(SUPPLIED ENTRIES)
-=-=-

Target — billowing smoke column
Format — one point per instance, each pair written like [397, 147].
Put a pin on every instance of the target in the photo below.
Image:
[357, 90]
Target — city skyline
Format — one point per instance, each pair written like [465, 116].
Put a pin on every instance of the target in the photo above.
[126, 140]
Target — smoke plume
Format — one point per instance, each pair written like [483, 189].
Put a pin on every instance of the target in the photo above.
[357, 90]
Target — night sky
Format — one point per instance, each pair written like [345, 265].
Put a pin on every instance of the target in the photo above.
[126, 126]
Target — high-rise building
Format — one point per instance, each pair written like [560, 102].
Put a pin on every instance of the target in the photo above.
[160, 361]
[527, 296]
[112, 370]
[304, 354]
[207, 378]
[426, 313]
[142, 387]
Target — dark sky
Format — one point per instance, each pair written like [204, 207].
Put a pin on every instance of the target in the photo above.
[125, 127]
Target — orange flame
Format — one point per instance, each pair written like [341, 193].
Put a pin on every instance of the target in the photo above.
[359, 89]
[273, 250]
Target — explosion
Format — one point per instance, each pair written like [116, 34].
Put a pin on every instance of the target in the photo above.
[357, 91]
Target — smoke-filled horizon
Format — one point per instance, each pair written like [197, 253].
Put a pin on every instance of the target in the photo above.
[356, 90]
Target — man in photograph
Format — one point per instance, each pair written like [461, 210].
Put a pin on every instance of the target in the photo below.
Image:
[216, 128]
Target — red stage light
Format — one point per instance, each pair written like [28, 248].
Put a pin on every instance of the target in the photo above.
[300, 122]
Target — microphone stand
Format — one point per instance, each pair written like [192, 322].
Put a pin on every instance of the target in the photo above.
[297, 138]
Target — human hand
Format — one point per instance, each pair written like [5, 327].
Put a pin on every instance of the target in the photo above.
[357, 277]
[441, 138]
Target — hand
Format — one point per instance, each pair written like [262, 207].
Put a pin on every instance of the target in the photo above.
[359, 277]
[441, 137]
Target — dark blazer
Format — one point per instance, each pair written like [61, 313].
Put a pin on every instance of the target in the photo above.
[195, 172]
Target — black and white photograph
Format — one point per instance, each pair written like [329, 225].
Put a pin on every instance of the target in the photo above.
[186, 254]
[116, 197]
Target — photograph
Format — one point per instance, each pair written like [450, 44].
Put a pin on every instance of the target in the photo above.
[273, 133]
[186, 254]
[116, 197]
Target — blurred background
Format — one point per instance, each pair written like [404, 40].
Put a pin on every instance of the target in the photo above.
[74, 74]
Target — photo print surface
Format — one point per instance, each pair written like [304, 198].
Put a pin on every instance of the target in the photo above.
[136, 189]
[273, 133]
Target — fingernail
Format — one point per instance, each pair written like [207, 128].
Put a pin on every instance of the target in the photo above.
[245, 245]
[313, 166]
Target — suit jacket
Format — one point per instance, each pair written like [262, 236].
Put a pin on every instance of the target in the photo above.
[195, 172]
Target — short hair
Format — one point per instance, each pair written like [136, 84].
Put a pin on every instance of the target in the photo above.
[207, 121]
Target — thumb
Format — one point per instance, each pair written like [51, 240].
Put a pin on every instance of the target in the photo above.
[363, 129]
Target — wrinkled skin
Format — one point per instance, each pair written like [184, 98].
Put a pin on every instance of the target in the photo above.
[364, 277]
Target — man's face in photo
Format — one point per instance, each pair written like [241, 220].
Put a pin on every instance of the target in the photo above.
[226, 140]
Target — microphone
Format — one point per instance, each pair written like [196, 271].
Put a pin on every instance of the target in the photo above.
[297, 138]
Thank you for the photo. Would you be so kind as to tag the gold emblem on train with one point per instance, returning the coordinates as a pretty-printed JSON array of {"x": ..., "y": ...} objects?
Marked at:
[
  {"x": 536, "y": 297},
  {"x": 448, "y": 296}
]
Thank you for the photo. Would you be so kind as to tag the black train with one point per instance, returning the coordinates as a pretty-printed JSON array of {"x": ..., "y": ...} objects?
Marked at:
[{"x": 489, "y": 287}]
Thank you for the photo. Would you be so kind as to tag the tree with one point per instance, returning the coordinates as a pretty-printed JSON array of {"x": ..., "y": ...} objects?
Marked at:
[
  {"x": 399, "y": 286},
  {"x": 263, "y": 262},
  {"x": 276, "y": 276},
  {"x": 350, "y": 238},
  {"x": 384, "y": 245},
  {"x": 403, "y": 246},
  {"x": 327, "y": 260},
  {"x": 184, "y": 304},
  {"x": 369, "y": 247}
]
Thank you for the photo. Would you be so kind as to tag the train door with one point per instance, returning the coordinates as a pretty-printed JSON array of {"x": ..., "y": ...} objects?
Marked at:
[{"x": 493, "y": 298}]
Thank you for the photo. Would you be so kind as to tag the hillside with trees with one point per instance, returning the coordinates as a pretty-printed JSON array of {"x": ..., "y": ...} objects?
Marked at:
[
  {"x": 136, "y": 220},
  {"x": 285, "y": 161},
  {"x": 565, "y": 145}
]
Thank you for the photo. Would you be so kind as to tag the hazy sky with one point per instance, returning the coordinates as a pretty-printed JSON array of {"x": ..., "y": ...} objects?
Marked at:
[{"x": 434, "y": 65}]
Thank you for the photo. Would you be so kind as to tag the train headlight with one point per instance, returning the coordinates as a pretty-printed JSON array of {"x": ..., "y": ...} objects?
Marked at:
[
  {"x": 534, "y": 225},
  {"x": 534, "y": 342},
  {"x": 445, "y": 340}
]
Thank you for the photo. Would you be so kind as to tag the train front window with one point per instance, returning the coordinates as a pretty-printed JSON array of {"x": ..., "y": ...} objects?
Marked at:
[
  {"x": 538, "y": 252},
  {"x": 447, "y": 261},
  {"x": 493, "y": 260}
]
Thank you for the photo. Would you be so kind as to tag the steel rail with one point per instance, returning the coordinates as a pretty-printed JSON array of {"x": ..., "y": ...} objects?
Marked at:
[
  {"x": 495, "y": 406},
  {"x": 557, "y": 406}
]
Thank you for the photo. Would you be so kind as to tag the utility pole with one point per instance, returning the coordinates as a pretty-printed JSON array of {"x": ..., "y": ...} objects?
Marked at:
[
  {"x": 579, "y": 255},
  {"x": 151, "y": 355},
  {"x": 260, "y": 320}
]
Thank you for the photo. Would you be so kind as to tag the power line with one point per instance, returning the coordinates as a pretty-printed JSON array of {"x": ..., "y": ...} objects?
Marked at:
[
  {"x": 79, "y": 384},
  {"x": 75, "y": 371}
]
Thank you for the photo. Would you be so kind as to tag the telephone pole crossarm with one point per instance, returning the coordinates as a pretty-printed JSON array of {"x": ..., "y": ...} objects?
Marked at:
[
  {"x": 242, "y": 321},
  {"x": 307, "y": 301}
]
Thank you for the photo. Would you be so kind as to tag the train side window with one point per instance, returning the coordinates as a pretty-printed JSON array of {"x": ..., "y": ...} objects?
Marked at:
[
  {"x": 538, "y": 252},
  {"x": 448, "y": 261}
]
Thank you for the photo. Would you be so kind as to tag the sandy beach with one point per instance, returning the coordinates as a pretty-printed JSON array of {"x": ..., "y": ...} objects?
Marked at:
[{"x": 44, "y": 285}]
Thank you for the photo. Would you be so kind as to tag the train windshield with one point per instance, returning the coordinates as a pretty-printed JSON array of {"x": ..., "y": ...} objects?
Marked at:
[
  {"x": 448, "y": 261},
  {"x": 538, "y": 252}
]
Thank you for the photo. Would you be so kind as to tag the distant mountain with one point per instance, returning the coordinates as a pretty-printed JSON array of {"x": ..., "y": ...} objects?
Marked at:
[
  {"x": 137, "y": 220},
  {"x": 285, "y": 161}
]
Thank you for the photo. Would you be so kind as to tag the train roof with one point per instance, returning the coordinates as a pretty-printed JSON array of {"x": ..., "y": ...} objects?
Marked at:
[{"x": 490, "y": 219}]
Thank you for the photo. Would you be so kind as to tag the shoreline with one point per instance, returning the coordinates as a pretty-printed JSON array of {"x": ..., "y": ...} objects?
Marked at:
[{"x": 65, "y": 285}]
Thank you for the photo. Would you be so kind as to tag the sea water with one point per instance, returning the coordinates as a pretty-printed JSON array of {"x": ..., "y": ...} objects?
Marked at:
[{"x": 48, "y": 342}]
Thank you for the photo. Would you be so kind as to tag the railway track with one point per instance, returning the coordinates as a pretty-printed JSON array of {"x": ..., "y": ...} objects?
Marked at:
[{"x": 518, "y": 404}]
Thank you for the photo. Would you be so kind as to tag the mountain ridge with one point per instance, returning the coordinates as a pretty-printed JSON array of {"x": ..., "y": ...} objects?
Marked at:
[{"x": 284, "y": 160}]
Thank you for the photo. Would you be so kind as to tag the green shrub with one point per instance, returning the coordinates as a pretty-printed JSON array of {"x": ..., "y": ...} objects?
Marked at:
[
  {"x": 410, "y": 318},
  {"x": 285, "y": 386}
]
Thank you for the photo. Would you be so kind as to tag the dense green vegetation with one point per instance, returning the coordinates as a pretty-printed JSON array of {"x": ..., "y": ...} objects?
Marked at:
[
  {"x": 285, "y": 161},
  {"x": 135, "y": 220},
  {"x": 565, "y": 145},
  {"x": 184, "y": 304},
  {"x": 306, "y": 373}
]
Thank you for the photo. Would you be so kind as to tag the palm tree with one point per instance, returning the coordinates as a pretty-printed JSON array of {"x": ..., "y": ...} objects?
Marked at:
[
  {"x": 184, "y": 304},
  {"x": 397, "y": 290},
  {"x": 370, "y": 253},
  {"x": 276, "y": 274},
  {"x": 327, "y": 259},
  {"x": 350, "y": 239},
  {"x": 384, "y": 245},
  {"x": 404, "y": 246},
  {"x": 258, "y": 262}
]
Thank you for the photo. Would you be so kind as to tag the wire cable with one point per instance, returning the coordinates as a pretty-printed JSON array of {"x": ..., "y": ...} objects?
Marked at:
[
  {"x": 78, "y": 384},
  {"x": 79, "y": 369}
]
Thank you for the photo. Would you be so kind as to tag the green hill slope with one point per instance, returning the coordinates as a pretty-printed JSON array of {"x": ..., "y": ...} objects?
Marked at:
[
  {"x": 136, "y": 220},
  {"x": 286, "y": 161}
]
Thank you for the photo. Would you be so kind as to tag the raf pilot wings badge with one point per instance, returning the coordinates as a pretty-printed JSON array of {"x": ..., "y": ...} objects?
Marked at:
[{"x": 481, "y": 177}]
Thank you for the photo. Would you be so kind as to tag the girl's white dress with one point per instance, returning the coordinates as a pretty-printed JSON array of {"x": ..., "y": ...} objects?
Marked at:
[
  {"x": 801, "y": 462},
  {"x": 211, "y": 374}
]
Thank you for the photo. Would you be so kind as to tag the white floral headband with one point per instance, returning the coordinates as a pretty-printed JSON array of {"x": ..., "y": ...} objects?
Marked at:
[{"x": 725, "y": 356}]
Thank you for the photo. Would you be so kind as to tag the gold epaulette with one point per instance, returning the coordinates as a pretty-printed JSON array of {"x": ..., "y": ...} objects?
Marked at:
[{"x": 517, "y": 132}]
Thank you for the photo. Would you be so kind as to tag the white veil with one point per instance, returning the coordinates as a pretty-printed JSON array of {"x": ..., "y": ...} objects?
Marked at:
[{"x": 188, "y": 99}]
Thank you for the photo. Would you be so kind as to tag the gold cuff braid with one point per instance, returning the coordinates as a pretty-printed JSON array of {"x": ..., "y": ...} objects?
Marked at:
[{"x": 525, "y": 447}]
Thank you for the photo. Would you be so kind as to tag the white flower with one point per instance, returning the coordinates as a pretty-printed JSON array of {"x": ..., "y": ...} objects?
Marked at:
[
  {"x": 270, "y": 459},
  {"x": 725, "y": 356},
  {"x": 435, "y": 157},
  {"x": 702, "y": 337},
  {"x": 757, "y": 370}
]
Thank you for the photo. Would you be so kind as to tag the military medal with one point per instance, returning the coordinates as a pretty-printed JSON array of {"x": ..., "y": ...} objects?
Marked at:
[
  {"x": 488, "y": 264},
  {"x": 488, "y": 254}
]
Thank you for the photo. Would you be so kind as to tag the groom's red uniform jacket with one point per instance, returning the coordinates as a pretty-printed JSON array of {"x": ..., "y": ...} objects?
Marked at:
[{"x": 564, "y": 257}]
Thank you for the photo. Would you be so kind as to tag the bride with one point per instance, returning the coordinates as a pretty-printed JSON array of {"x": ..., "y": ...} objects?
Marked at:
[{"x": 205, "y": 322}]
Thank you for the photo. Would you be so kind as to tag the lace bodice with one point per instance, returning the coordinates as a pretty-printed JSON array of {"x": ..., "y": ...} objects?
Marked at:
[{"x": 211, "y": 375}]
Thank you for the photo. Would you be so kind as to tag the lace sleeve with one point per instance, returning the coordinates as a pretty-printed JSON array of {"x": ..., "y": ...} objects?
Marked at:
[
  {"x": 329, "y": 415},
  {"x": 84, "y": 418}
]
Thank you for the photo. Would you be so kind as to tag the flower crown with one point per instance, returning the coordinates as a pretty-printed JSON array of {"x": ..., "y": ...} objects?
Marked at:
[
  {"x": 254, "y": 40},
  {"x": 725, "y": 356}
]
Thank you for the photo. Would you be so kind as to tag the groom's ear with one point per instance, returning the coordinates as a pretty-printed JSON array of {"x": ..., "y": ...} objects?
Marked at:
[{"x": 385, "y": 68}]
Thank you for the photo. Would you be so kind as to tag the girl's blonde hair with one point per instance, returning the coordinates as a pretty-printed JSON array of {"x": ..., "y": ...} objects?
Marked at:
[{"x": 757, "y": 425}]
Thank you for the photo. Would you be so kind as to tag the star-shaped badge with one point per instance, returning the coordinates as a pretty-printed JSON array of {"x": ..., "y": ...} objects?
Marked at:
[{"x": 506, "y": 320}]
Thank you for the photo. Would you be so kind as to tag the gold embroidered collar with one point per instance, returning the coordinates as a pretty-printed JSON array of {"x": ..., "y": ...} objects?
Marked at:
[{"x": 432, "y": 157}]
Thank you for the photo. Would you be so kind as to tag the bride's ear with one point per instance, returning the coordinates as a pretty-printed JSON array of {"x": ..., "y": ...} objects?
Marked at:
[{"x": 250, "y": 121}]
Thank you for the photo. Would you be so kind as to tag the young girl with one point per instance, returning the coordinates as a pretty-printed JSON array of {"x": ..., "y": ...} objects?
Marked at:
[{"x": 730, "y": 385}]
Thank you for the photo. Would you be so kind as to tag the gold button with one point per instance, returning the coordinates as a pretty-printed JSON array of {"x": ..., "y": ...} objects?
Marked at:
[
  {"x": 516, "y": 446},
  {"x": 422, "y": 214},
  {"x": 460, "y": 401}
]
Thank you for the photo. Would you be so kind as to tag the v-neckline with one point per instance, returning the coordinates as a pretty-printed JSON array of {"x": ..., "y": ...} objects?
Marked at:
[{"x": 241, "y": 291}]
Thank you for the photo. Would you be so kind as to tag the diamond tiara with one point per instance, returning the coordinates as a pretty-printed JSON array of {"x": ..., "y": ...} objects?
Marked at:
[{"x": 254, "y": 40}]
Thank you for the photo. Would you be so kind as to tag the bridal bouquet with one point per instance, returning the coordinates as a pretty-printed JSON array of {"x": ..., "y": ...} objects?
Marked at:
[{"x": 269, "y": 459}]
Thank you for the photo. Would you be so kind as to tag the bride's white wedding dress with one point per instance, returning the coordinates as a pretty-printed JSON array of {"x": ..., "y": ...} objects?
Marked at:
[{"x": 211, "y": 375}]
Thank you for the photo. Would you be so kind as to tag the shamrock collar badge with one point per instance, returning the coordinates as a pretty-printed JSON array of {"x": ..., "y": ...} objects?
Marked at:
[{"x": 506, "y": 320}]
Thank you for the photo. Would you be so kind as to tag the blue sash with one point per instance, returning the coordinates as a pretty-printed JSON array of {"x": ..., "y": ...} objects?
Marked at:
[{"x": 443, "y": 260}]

-=-=-

(ACTIVITY) From the records above, pull out every line containing the word "black".

(RESULT)
Target — black and white photograph
Thank you for the photo. Would you be so kind as to tag the black train with one point per instance, returning the coordinates as a pretty-printed JSON array of {"x": ..., "y": ...} objects?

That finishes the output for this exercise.